TEXT PROVIDED
CONDENSE_QUESTION_PROMPT = PromptTemplate.from_template(_template)
condense_question_chain = LLMChain(
    llm=llm,
    prompt=CONDENSE_QUESTION_PROMPT,
)

  warn_deprecated(


In [23]:
qa = ConversationalRetrievalChain(
    question_generator=condense_question_chain,
    retriever=docsearch.as_retriever(),
    memory=memory,
    combine_docs_chain=final_qa_chain,
)

  warn_deprecated(


In [24]:
query = "总统对Ketanji Brown Jackson说了什么。"
result = qa({"question": query})

  warn_deprecated(


In [25]:
result

{'question': '总统对Ketanji Brown Jackson说了什么。',
 'chat_history': [HumanMessage(content='总统对Ketanji Brown Jackson说了什么。'),
  AIMessage(content='{"answer":"总统对Ketanji Brown Jackson说: One of our nation’s top legal minds, who will continue Justice Breyer’s legacy of excellence.","sources":["31-pl"]}')],
 'answer': '{"answer":"总统对Ketanji Brown Jackson说: One of our nation’s top legal minds, who will continue Justice Breyer’s legacy of excellence.","sources":["31-pl"]}'}

In [26]:
query = "他说了什么关于她的前任?"
# query = "what did he say about her predecessor?"
result = qa({"question": query})

In [27]:
result

{'question': '他说了什么关于她的前任?',
 'chat_history': [HumanMessage(content='总统对Ketanji Brown Jackson说了什么。'),
  AIMessage(content='{"answer":"总统对Ketanji Brown Jackson说: One of our nation’s top legal minds, who will continue Justice Breyer’s legacy of excellence.","sources":["31-pl"]}'),
  HumanMessage(content='他说了什么关于她的前任?'),
  AIMessage(content='{"answer":"总统对Ketanji Brown Jackson的前任说了Justice Breyer, thank you for your service.","sources":["31-pl"]}')],
 'answer': '{"answer":"总统对Ketanji Brown Jackson的前任说了Justice Breyer, thank you for your service.","sources":["31-pl"]}'}

## Using your own output schema

We can change the outputs of our chain by passing in our own schema. The values and descriptions of this schema will inform the function we pass to the OpenAI API, meaning it won't just affect how we parse outputs but will also change the OpenAI output itself. For example we can add a `countries_referenced` parameter to our schema and describe what we want this parameter to mean, and that'll cause the OpenAI output to include a description of a speaker in the response.

(Data records)
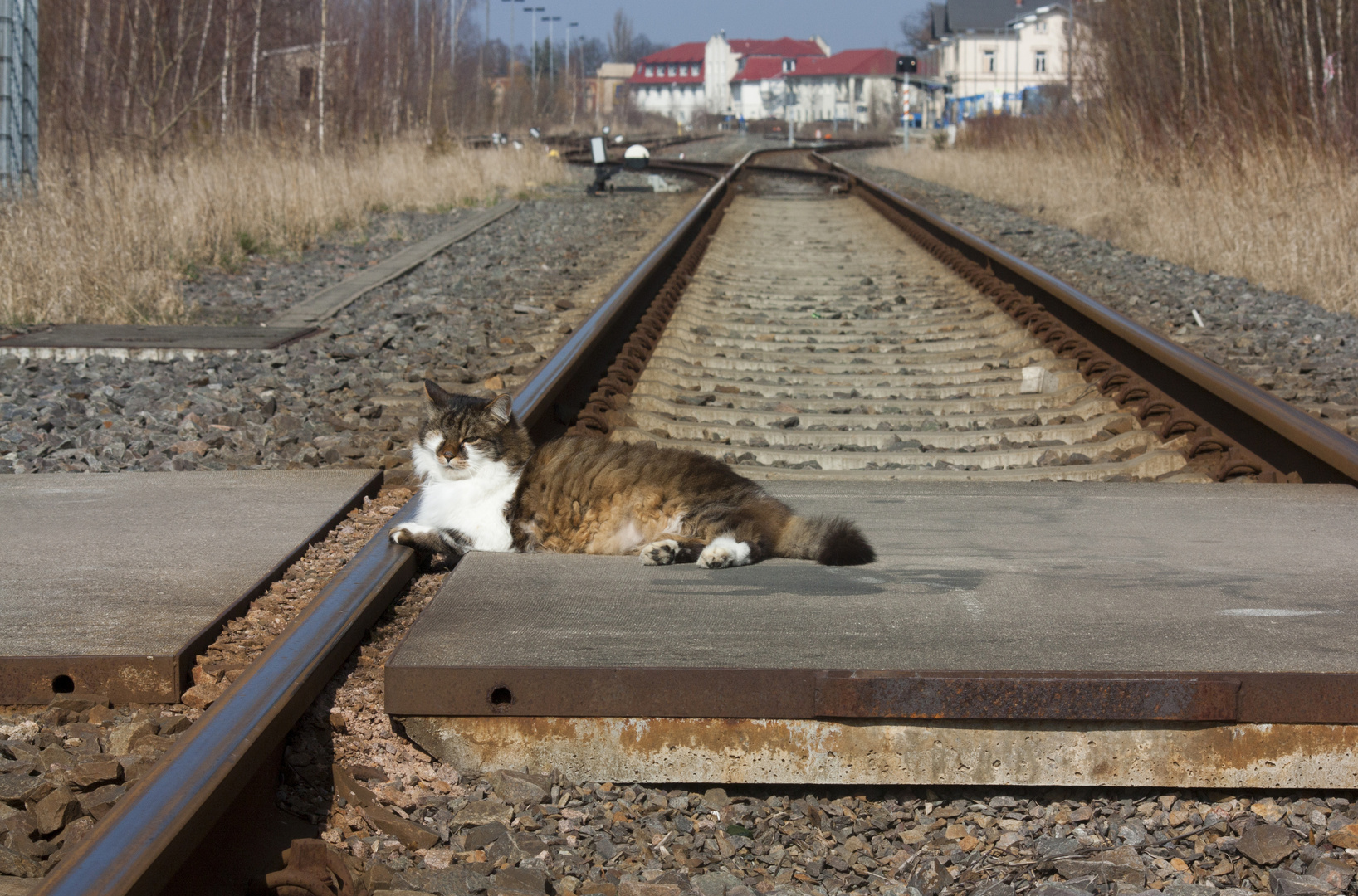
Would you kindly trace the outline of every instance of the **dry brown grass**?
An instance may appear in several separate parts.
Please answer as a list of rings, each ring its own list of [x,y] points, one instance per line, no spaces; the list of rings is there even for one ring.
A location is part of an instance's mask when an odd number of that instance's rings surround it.
[[[174,323],[186,272],[297,251],[378,209],[440,210],[569,178],[540,152],[388,143],[318,157],[238,147],[164,160],[103,156],[0,206],[0,322]]]
[[[1306,149],[1128,166],[1111,148],[884,149],[872,162],[1202,272],[1358,312],[1358,168]]]

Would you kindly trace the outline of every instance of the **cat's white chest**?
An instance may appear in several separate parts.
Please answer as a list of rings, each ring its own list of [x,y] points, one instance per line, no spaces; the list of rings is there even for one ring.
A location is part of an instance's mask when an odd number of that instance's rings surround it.
[[[505,508],[519,487],[519,474],[501,464],[471,479],[425,482],[416,523],[456,529],[478,551],[511,551],[513,535]]]

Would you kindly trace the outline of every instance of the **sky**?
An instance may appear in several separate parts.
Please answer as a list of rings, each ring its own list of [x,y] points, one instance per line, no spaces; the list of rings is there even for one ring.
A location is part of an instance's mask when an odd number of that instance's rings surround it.
[[[706,41],[727,30],[728,38],[808,38],[819,34],[834,53],[858,48],[904,46],[900,20],[914,16],[928,0],[512,0],[490,1],[490,37],[509,39],[509,10],[515,43],[528,43],[530,16],[523,8],[530,3],[545,7],[536,14],[538,39],[546,37],[542,16],[561,16],[553,23],[555,38],[565,37],[564,26],[579,22],[572,37],[584,34],[606,39],[612,30],[612,15],[619,8],[627,14],[637,33],[657,43]],[[483,10],[478,10],[485,15]],[[483,23],[483,19],[481,20]],[[482,27],[485,27],[482,24]]]

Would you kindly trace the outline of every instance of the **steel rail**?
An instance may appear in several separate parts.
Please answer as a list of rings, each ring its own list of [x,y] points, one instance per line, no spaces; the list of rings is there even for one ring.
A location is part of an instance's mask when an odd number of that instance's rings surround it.
[[[612,360],[655,291],[721,201],[741,159],[665,235],[515,395],[532,429],[555,430],[591,358]],[[621,333],[621,339],[618,334]],[[585,379],[579,403],[598,377]],[[569,418],[568,418],[569,422]],[[250,778],[414,577],[414,551],[388,539],[407,504],[349,561],[303,614],[140,779],[94,834],[43,878],[35,896],[159,893]]]
[[[989,266],[995,277],[1043,303],[1084,339],[1278,470],[1296,471],[1305,482],[1358,485],[1358,441],[838,162],[819,152],[812,157],[978,265]]]

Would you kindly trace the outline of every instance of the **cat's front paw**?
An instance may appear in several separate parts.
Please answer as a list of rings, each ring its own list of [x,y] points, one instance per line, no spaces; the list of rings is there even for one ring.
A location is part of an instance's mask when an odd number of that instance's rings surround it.
[[[698,566],[702,569],[728,569],[748,563],[750,546],[733,538],[713,539],[708,547],[702,548],[702,554],[698,554]]]
[[[669,566],[679,558],[679,542],[667,538],[652,542],[641,548],[641,562],[645,566]]]

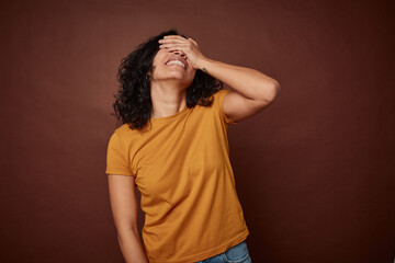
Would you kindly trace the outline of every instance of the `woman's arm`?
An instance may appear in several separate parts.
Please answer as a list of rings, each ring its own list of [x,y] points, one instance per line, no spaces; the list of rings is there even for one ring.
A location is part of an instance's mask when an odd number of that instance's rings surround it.
[[[148,263],[137,227],[134,176],[109,174],[111,209],[126,263]]]
[[[192,38],[171,35],[160,39],[160,48],[170,52],[181,50],[187,61],[212,77],[230,85],[223,102],[224,113],[230,121],[239,122],[262,111],[271,104],[280,91],[280,84],[273,78],[250,68],[234,66],[205,57]]]
[[[276,80],[250,68],[234,66],[203,58],[200,68],[212,77],[230,85],[235,91],[223,101],[224,114],[233,122],[251,117],[269,106],[280,91]]]

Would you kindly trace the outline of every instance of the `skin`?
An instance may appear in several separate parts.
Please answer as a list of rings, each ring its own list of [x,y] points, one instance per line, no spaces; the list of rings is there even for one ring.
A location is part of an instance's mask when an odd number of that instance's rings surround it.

DIRECTIONS
Answer these questions from the code excerpt:
1. What value is given for `retriever` when the `ConversationalRetrievalChain` is built?
2. Which source is listed in the answers stored in `result`?
3. Under "Using your own output schema", how can the outputs of the chain be changed?
The records come from a different source than the text.

ANSWER TO THIS TASK
1. `docsearch.as_retriever()`
2. "31-pl"
3. By passing in your own schema.